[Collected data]
━━━━━━
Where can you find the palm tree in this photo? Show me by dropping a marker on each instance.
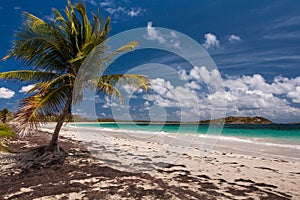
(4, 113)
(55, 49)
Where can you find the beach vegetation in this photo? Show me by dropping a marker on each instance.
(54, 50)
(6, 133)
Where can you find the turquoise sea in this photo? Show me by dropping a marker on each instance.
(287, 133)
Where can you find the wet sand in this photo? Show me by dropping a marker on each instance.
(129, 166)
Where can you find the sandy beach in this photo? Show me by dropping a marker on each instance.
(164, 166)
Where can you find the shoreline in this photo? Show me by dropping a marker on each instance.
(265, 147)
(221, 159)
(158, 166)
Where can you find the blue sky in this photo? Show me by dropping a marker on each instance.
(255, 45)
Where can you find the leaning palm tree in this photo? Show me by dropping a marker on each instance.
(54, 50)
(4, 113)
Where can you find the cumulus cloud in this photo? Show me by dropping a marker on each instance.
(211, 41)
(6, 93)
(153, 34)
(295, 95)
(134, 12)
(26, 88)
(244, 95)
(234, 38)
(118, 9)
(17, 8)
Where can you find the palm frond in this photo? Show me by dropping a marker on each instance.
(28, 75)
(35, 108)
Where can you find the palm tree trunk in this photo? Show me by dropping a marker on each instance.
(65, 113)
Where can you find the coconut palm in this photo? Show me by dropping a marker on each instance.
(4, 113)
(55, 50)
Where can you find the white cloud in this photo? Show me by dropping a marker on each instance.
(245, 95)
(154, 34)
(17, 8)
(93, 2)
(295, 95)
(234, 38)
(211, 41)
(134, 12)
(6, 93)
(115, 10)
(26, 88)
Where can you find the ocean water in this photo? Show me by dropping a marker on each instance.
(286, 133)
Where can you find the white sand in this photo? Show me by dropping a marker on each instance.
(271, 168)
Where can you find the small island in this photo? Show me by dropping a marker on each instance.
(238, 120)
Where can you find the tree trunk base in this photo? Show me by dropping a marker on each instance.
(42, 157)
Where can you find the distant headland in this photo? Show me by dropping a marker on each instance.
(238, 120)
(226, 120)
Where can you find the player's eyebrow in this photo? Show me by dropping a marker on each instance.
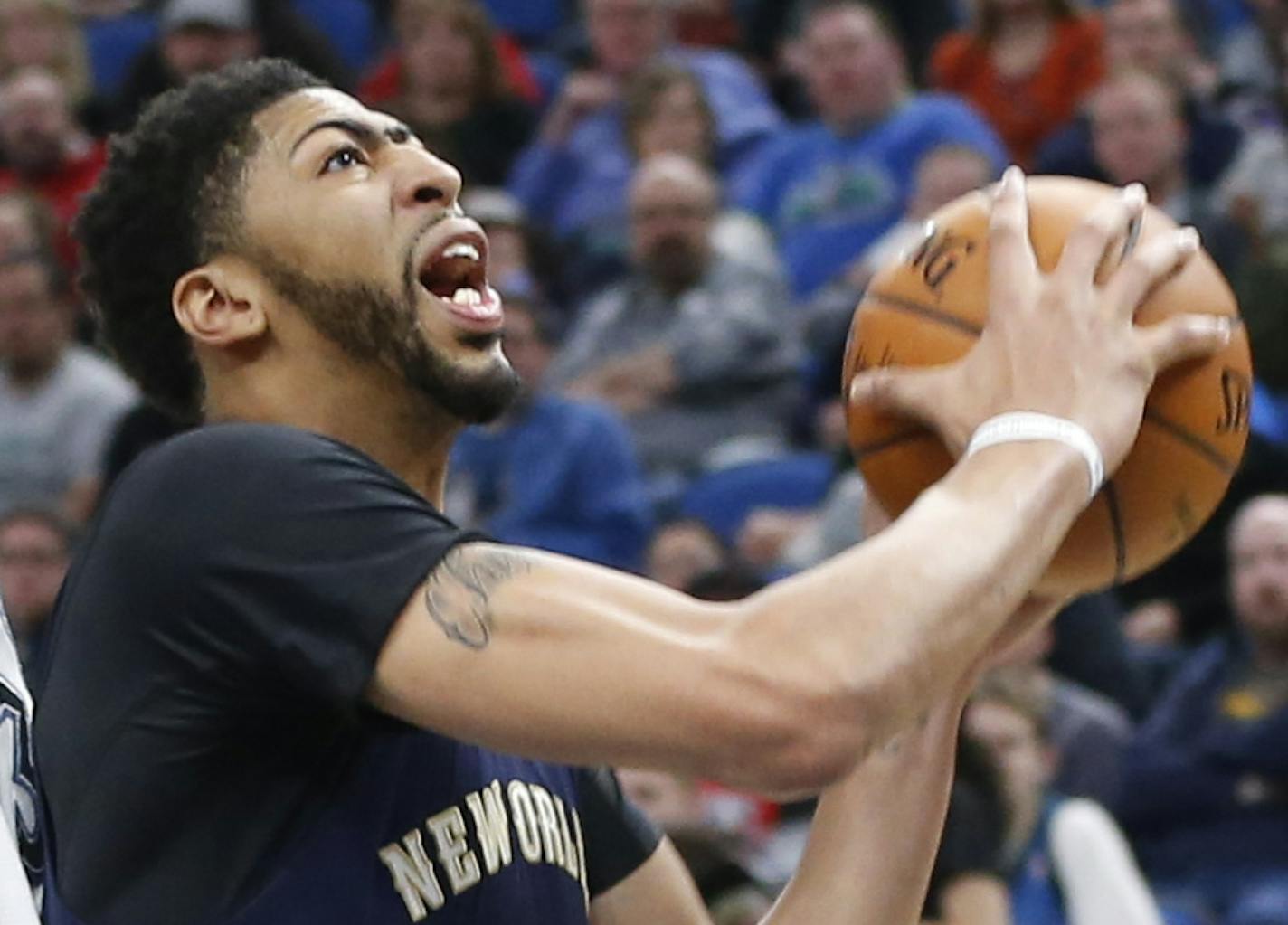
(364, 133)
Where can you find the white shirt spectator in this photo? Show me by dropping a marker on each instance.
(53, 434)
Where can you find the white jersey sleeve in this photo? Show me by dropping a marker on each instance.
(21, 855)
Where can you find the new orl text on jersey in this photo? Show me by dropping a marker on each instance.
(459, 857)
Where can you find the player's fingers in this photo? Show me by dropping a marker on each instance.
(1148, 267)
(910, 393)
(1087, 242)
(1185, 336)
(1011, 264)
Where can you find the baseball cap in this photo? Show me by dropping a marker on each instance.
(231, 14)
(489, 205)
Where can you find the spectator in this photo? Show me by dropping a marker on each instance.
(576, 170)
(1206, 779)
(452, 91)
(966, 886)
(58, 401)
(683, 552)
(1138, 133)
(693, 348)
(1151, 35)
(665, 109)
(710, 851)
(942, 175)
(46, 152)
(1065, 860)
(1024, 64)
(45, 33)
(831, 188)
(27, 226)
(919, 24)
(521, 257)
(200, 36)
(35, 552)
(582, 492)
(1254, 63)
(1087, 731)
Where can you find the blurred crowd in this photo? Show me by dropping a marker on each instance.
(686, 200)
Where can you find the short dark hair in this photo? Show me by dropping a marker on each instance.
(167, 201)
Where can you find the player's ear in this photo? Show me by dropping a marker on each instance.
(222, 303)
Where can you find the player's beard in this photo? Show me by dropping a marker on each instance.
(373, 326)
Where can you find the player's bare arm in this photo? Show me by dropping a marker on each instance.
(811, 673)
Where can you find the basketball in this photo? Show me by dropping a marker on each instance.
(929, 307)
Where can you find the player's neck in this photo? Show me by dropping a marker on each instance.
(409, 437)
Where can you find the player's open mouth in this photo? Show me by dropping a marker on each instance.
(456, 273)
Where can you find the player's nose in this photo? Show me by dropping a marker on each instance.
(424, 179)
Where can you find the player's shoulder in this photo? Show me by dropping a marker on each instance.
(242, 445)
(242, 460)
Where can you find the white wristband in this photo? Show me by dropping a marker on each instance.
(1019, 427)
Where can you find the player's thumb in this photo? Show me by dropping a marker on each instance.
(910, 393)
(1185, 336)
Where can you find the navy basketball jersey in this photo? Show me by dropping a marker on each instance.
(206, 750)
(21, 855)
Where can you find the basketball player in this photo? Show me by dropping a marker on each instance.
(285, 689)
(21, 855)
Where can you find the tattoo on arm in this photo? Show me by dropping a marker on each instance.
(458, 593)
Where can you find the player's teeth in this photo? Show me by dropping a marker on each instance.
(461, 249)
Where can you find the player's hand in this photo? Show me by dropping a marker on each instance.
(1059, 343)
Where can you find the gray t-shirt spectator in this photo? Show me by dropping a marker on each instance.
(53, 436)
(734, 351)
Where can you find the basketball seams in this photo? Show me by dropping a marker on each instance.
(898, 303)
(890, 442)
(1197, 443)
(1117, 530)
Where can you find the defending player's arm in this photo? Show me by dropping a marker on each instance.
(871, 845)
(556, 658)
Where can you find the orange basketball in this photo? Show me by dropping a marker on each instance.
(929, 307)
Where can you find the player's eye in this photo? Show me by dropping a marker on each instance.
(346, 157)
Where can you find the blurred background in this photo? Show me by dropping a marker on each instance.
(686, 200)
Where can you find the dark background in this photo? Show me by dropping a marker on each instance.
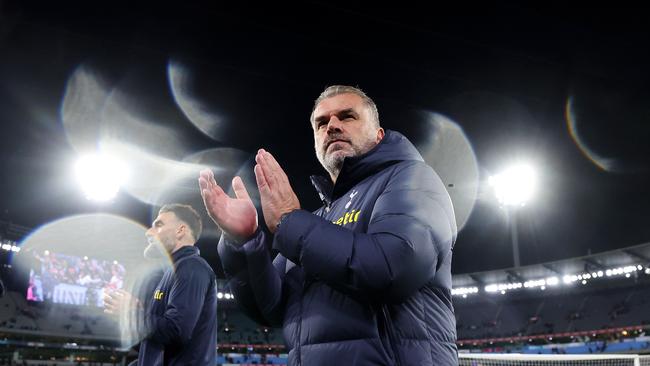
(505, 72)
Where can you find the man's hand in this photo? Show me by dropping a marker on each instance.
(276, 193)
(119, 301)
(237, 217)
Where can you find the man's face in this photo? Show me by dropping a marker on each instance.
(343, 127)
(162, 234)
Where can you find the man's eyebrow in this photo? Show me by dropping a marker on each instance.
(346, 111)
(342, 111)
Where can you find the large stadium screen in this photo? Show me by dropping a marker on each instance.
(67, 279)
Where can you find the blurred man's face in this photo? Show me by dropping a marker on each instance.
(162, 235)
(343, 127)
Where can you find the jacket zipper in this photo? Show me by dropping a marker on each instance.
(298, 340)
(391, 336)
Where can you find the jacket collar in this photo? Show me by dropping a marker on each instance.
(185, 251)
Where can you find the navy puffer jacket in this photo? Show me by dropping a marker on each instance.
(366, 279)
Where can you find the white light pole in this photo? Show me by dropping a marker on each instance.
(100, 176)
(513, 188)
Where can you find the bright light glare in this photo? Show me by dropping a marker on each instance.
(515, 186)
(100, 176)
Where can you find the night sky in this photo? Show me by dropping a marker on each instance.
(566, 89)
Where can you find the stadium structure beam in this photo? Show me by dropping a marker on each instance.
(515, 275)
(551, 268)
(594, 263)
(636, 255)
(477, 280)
━━━━━━
INSTRUCTIONS FOR THE TASK: Write out every line of the entries above exactly as they appear, but omit the pictures.

FINAL ANSWER:
Where can you find the palm tree in this photo? Show me by dropping a marker on each instance.
(4, 113)
(55, 49)
Where can you find the beach vegetation in this photo? Show me by dropping a marker on each instance.
(54, 50)
(6, 133)
Where can you find the turquoise sea in this photo? Show me by dropping a marker on each instance.
(287, 133)
Where can you find the wet sand in this photo? Show me by dropping a marker on each instance.
(129, 166)
Where can you find the sandy beach in this photo? Show me by dropping a marker on each instance.
(164, 166)
Where can you find the shoreline in this photo? Show me by dropping a marker on each instance.
(265, 147)
(221, 159)
(158, 166)
Where can you find the blue sky in this photo? Show me by dropping a marker on each instance.
(255, 45)
Where can you find the leaning palm tree in this photo? Show me by dropping a marker on each instance.
(54, 50)
(4, 113)
Where can you find the cumulus cloud in this photo? Show me by dropping a marker on each instance.
(211, 41)
(6, 93)
(153, 34)
(295, 95)
(134, 12)
(26, 88)
(244, 95)
(234, 38)
(118, 9)
(17, 8)
Where can you find the palm frond in this photo? Show me by dropping a marker on each instance.
(28, 75)
(35, 108)
Where can you find the palm tree trunk in this photo? Show me by dropping a marker on each instance.
(65, 113)
Where can you find the coconut palm in this photo? Show me by dropping a marker on each instance.
(4, 113)
(55, 50)
Where can you find the white cloud in this photo? Show me by dropping a marker on each instance.
(245, 95)
(154, 34)
(17, 8)
(93, 2)
(295, 95)
(234, 38)
(211, 41)
(134, 12)
(6, 93)
(115, 10)
(26, 88)
Where can you find the ocean water in this photo? Show me by dropping a marker on each instance.
(286, 133)
Where can you find the white sand in this photo? Show me by dropping a marker on each instance.
(271, 168)
Where can you find the small island in this photo? Show me by dropping a marker on each instance.
(238, 120)
Where can you find the tree trunk base in this photo? Show me by dropping a marker on each instance.
(42, 157)
Where can you find the distant headland in this photo? Show me by dropping a marker on each instance.
(238, 120)
(226, 120)
Where can you find the player's eyebrow in this photo? Show me by dropping a marker on each instance.
(364, 133)
Where can you find the white shirt spectator in this photo? Show me by dropping a marker on each instance.
(53, 434)
Where can you find the white jersey sleeve in this photo? Show me by dropping a marker on each instance.
(21, 855)
Where can you find the new orl text on jersey in this photo? Show me by dropping a marker on each instance.
(459, 857)
Where can you find the player's fingers in this photo? Show me by dropping a marker on each instance.
(1148, 267)
(910, 393)
(1087, 242)
(1185, 336)
(1011, 264)
Where can you find the baseball cap in this photo? Show me by dropping a marker on each instance.
(231, 14)
(489, 205)
Where can you find the spectator in this photo? Show me by dropping a marker on each instance.
(576, 170)
(1206, 779)
(452, 91)
(966, 886)
(58, 401)
(683, 552)
(1138, 133)
(693, 348)
(1151, 35)
(665, 109)
(710, 851)
(942, 175)
(46, 152)
(1065, 860)
(1024, 64)
(45, 33)
(831, 188)
(27, 226)
(919, 24)
(521, 257)
(200, 36)
(35, 552)
(582, 492)
(1254, 63)
(1087, 731)
Where can you find the blurred crowd in this photo? Show me by dropping a marker on each instance.
(686, 200)
Where can you find the short dark hair in this photo? Show me by dropping a marker on each instance.
(167, 201)
Where can you find the player's ear in this photo? Show me by dropping a marker on each instance.
(222, 303)
Where can you find the player's beard in this photo? Show me by dropping a marker on each instance.
(373, 326)
Where can you find the player's bare arm in this photo? Show me by dropping a marker on each instance.
(811, 673)
Where can you find the basketball in this photo? Show me by dropping a marker on each instance.
(929, 307)
Where can you find the player's neck in this photo? Show me by dropping a marker on each instance.
(409, 437)
Where can you find the player's open mouth in this photo? Show me by dropping a marker on each instance.
(456, 273)
Where can you find the player's nose in this photo? Show me by dropping a marker on each instance.
(424, 179)
Where can you find the player's shoulder in this photo? Show me by dropping a marker on each instance.
(242, 445)
(242, 460)
Where can you find the white wristband in this photo? Show me by dropping a marker on each instance.
(1019, 427)
Where can you find the player's thumb in this photo? Show me by dropping a marker on each instance.
(910, 393)
(1185, 336)
Where can you find the navy basketball jersey in this photo? Show me by dropping a marker on each instance.
(206, 750)
(21, 855)
Where can you find the basketball player in this photo? Show me by dropping a marker on each instance.
(285, 689)
(21, 855)
Where can you find the tattoo on arm in this photo? Show me by dropping a marker on each instance.
(458, 593)
Where can you find the player's teeth in this photo? Show me by dropping a marker on each instance.
(461, 249)
Where can you find the player's hand in this photo? Show me by dropping a marker on each instance.
(1059, 343)
Where can you find the gray t-shirt spectator in this photo? Show me by dropping a marker on each instance.
(53, 436)
(734, 351)
Where can you find the basketball seams in this photo? Show me by dropping a marker on each instance.
(898, 303)
(890, 442)
(1197, 443)
(1117, 530)
Where can you find the defending player's arm in this photo? Show me by dropping a marker on each instance.
(871, 845)
(556, 658)
Where can you find the orange basketball in this photo? Show me by dropping a marker on each instance.
(929, 307)
Where can you find the player's eye in this photo? Show me by dropping a marker on each instance.
(346, 157)
Where can you find the blurred background in this photo? Show me by dropping a marker on each instance.
(686, 200)
Where can you find the dark background in this photo? Show me by dropping a marker on each instance.
(505, 72)
Where can you find the man's hand in this photo? Show me by dropping a marker on each instance.
(276, 193)
(119, 301)
(237, 217)
Where can you find the man's face in this photo? Show me by dropping a marker on each instance.
(343, 127)
(162, 234)
Where can you find the man's eyebrow in this photo? Show me by dropping a marker on each instance.
(346, 111)
(342, 111)
Where can you find the large stadium screen in this photo? Show me by dropping a marker on each instance.
(67, 279)
Where can you find the blurred man's face in this photo? Show me by dropping a marker on each instance.
(162, 235)
(343, 127)
Where can you find the jacket zipper in this photo? Show me by dropping a marker on each instance.
(298, 340)
(391, 336)
Where can you find the jacket collar in this photo? Show me by dropping a marker on each instance.
(185, 251)
Where can you find the navy puffer jacket in this photo? Show me by dropping a marker on each instance.
(366, 279)
Where can you find the white light pole in this photo? Show me by dropping a marker on each instance.
(100, 176)
(513, 188)
Where can you find the bright light glare in this photo? Show me by dropping a marker on each instance.
(515, 186)
(100, 176)
Where can you find the night sky in this photo? Show me by dropping a marker on each instance.
(566, 89)
Where can you find the stadium structure beam in this photo? Show me by dropping a marker on each instance.
(515, 275)
(551, 268)
(594, 263)
(636, 255)
(477, 280)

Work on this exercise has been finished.